Exercise directions: Please continue the court opinion below on the State's writ of attachment against Allstate Leasing's bank accounts, picking up after its final sentence.

Page text:
═══
People Ex Rel. Younger v. Allstate Leasing Corp.
Before: Rouse
Opinion
ROUSE, J.
This is an appeal by defendant Allstate Leasing Corporation from an order denying its motion to quash a writ of attachment levied by plaintiff State of California (hereafter “State”) against defendant’s bank accounts.
The record shows that the State brought suit against Allstate and various individuals alleged to be its employees and agents, seeking to enjoin defendants from defrauding the public by means of false and misleading advertising and misrepresentation. The State also sought to recover monetary penalties, under Business and Professions Code, section 17536, for each act of false and misleading advertising. In addition, it was alleged that Allstate was transacting intrastate business in California without having obtained a certificate of qualification pursuant to Corporations Code, section 6403; and the State sought to recover the civil penalties prescribed by Corporations Code, sections 6403 and 6408, for carrying on unauthorized business in California.
═══
Information given:
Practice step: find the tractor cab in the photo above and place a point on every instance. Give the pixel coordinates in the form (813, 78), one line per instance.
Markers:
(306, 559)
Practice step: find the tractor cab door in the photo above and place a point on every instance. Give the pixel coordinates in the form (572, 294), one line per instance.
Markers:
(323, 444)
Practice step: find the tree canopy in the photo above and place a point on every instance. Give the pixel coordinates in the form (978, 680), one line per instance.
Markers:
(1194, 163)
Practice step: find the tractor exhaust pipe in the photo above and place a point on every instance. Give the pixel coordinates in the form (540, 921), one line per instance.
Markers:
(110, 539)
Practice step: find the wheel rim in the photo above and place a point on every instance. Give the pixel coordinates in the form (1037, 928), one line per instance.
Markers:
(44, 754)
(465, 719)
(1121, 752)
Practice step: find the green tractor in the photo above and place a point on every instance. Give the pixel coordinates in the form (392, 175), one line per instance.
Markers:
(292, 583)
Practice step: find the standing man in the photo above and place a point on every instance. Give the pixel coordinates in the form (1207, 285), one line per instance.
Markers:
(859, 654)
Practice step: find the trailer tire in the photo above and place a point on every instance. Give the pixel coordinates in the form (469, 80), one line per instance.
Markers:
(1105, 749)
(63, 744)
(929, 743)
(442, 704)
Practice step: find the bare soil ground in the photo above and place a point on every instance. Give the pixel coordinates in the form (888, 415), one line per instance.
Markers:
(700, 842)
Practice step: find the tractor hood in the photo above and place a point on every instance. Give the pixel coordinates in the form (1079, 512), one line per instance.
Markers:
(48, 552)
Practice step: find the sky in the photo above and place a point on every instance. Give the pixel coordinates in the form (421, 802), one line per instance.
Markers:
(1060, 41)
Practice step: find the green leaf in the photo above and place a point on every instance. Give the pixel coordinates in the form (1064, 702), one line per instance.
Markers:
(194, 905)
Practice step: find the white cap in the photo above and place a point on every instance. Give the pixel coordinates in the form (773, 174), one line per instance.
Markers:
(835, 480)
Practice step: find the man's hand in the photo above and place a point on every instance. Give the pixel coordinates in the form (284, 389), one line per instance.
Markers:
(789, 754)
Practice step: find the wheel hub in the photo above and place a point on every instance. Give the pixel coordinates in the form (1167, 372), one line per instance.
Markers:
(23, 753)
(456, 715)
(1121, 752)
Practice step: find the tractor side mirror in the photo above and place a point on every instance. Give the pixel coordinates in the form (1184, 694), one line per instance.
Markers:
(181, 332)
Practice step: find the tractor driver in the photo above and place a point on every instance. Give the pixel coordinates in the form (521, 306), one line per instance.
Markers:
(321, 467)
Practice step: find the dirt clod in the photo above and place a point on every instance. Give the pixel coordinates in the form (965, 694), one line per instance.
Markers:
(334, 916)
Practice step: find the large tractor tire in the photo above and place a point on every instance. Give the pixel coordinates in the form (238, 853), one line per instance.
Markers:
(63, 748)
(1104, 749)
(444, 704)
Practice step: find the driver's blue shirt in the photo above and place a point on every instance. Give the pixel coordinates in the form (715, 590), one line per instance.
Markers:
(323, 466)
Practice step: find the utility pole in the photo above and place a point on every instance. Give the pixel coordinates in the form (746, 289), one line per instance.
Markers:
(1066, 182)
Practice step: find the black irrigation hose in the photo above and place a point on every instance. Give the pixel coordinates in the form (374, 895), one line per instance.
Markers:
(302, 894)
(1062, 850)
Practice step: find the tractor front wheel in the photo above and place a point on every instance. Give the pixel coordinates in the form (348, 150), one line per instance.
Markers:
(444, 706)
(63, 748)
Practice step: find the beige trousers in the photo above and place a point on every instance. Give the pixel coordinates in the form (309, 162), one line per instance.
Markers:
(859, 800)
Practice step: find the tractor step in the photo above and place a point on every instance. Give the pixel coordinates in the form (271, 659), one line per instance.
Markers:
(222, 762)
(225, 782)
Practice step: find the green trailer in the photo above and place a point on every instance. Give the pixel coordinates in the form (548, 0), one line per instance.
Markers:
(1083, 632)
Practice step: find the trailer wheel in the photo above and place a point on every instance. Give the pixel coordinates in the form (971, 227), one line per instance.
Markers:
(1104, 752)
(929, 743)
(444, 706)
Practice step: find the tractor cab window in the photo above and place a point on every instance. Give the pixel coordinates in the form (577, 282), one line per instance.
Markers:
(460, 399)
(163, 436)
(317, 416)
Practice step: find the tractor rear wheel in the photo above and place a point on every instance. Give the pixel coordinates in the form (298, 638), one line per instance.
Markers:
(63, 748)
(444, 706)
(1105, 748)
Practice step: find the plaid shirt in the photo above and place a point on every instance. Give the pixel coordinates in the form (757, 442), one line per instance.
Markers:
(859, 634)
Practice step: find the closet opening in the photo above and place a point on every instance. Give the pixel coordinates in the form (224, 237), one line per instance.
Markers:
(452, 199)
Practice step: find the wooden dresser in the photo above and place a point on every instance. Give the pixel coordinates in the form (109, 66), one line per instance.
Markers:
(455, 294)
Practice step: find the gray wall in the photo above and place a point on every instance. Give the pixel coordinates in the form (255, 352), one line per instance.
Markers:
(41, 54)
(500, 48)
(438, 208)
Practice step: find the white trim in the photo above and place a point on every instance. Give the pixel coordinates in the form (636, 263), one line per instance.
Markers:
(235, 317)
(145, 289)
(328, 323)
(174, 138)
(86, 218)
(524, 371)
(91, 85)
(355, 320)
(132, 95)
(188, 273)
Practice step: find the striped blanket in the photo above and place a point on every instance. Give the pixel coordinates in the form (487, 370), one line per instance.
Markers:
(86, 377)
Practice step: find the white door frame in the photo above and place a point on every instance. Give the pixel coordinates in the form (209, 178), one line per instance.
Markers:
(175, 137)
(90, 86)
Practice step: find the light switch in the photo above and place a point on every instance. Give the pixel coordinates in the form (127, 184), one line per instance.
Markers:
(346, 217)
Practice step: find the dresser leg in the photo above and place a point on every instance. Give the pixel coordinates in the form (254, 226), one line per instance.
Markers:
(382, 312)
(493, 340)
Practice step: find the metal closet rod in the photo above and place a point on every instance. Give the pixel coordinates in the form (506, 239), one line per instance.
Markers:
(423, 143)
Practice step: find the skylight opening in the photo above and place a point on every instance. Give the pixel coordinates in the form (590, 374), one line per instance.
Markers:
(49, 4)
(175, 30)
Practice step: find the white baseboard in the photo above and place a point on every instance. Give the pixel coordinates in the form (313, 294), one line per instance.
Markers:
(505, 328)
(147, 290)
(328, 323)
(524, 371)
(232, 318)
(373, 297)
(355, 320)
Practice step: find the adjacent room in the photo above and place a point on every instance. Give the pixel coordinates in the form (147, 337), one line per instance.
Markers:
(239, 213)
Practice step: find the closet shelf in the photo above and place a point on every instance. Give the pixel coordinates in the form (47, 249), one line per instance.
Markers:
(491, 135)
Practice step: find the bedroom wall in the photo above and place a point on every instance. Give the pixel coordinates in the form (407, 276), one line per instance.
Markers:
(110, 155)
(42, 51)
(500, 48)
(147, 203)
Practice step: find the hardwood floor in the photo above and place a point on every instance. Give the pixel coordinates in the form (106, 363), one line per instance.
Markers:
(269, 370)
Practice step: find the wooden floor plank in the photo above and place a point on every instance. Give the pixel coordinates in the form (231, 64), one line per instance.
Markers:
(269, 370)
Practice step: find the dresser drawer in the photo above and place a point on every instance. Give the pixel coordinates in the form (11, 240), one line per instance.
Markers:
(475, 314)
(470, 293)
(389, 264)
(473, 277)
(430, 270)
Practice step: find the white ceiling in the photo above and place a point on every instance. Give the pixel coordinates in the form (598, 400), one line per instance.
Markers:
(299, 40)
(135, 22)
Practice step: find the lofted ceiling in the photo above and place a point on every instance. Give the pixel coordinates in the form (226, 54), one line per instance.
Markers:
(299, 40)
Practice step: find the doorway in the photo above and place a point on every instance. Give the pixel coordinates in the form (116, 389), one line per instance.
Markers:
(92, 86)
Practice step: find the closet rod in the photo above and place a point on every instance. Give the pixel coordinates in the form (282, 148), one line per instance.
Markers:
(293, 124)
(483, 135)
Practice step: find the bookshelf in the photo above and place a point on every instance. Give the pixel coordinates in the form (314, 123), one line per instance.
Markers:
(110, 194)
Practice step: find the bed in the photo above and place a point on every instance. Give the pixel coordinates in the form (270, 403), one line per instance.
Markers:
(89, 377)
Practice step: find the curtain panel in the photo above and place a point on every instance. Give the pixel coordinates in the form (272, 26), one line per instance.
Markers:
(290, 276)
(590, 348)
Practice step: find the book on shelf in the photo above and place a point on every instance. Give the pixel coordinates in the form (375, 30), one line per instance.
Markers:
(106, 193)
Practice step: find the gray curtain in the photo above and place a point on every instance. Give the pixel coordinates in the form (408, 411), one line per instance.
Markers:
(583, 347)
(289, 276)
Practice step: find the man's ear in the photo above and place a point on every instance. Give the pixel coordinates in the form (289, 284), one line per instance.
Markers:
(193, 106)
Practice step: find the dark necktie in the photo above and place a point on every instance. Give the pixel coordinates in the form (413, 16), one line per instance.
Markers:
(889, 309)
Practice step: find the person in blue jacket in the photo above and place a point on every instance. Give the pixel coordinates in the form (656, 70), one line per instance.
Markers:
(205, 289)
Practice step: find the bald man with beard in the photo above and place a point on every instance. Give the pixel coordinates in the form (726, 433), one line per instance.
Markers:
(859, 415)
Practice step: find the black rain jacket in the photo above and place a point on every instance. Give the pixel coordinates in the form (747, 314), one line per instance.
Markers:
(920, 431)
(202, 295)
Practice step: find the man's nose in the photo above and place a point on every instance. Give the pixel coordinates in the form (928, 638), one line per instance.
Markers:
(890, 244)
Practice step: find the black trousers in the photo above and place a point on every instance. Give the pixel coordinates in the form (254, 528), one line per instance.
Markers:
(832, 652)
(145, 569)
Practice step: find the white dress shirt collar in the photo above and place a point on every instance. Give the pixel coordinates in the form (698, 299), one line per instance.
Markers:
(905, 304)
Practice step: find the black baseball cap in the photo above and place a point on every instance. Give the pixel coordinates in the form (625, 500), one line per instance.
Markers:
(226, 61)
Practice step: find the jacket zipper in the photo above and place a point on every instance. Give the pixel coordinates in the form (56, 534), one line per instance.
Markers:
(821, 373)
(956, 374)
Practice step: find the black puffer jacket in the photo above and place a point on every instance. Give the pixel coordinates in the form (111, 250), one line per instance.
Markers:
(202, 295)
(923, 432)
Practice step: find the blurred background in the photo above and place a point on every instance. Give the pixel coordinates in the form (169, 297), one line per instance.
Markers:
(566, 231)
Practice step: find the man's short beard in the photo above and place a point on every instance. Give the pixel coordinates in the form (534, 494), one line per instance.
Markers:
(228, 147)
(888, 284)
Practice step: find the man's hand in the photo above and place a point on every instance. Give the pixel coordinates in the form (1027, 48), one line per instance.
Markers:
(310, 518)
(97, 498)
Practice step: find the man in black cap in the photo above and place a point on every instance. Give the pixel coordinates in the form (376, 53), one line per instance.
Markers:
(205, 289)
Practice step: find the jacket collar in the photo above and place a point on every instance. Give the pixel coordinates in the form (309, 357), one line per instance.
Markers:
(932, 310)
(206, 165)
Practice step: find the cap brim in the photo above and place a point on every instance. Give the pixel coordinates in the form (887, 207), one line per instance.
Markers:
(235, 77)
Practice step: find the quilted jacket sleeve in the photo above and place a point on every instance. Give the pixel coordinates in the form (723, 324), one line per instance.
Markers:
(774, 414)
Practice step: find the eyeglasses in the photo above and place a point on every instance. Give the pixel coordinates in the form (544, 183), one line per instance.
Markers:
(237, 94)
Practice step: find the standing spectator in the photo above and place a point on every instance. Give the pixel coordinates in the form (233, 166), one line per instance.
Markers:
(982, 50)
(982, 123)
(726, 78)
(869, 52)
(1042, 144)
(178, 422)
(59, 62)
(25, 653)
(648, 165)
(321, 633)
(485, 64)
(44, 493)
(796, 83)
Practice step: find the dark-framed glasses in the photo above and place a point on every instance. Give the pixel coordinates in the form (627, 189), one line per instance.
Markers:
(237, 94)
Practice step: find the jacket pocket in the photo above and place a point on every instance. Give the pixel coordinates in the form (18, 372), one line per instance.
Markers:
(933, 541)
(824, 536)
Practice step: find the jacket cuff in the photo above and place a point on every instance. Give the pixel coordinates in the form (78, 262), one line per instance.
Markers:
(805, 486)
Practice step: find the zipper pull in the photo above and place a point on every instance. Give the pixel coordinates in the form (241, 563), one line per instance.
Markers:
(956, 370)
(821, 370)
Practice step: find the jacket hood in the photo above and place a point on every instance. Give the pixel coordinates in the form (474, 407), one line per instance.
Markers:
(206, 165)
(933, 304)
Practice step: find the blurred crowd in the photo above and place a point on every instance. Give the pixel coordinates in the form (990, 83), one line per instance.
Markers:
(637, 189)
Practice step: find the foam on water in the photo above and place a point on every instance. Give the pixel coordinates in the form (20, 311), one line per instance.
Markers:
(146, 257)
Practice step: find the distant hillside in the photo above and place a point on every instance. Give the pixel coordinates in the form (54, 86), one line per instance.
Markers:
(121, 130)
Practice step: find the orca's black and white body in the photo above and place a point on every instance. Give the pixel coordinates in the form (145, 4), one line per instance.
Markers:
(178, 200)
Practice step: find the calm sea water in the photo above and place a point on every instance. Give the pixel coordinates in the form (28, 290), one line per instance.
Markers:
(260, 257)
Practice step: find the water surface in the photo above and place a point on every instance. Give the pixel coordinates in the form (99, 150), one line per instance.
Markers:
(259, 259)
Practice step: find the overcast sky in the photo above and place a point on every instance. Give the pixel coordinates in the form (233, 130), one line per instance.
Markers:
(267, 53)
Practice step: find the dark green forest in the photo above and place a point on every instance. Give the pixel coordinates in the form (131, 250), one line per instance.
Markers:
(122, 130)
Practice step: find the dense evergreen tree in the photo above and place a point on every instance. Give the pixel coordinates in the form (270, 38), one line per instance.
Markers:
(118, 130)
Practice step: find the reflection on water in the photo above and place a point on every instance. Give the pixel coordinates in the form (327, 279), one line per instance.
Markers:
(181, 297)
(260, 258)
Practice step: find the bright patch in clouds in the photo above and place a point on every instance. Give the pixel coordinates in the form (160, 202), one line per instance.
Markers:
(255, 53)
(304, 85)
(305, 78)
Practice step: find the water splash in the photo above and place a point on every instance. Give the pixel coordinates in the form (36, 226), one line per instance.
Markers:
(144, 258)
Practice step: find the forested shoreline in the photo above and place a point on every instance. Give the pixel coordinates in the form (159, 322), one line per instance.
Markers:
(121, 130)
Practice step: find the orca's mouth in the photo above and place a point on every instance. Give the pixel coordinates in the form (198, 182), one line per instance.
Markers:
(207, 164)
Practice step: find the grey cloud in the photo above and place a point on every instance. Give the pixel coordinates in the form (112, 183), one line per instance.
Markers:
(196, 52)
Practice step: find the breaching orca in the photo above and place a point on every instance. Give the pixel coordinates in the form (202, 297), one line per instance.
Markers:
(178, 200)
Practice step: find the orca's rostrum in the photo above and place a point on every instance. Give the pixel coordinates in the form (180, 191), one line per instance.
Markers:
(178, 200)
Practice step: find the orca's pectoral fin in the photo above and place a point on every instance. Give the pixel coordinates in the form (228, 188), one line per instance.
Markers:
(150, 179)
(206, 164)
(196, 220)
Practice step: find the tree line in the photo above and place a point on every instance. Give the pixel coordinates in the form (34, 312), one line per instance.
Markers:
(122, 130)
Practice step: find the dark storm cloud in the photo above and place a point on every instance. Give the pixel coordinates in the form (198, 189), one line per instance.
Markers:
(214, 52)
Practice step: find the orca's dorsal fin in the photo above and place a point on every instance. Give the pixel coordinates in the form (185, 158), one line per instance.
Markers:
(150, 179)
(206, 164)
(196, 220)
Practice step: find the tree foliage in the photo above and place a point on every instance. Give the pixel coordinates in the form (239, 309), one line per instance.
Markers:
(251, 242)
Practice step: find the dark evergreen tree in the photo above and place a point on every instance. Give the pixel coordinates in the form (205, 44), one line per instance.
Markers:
═══
Response to this exercise:
[975]
Contemporaneous with the filing of the complaint, the State filed a declaration for the attachment of Allstate’s funds pursuant to Code of Civil Procedure, section 537, subdivision 5, which authorizes a prejudgment attachment “[i]n an action by the State of California or any political subdivision thereof, for the collection of taxes due said state or political subdivision, or for the collection of any moneys due upon any obligation or penalty imposed by law.”
The attachment was effected without prior notice to defendant Allstate and was levied upon California bank accounts of Allstate containing some $15,000. Allstate moved to quash the attachment, asserting that Code of Civil Procedure, section 537, subdivision 5, was unconstitutional. The lower court denied the ihotion to quash. .
The instant appeal involves but one question—whether Code of Civil Procedure, section 537, subdivision 5, violates procedural due process because it fails to meet the requirements laid down by our Supreme Court in
Randone
v.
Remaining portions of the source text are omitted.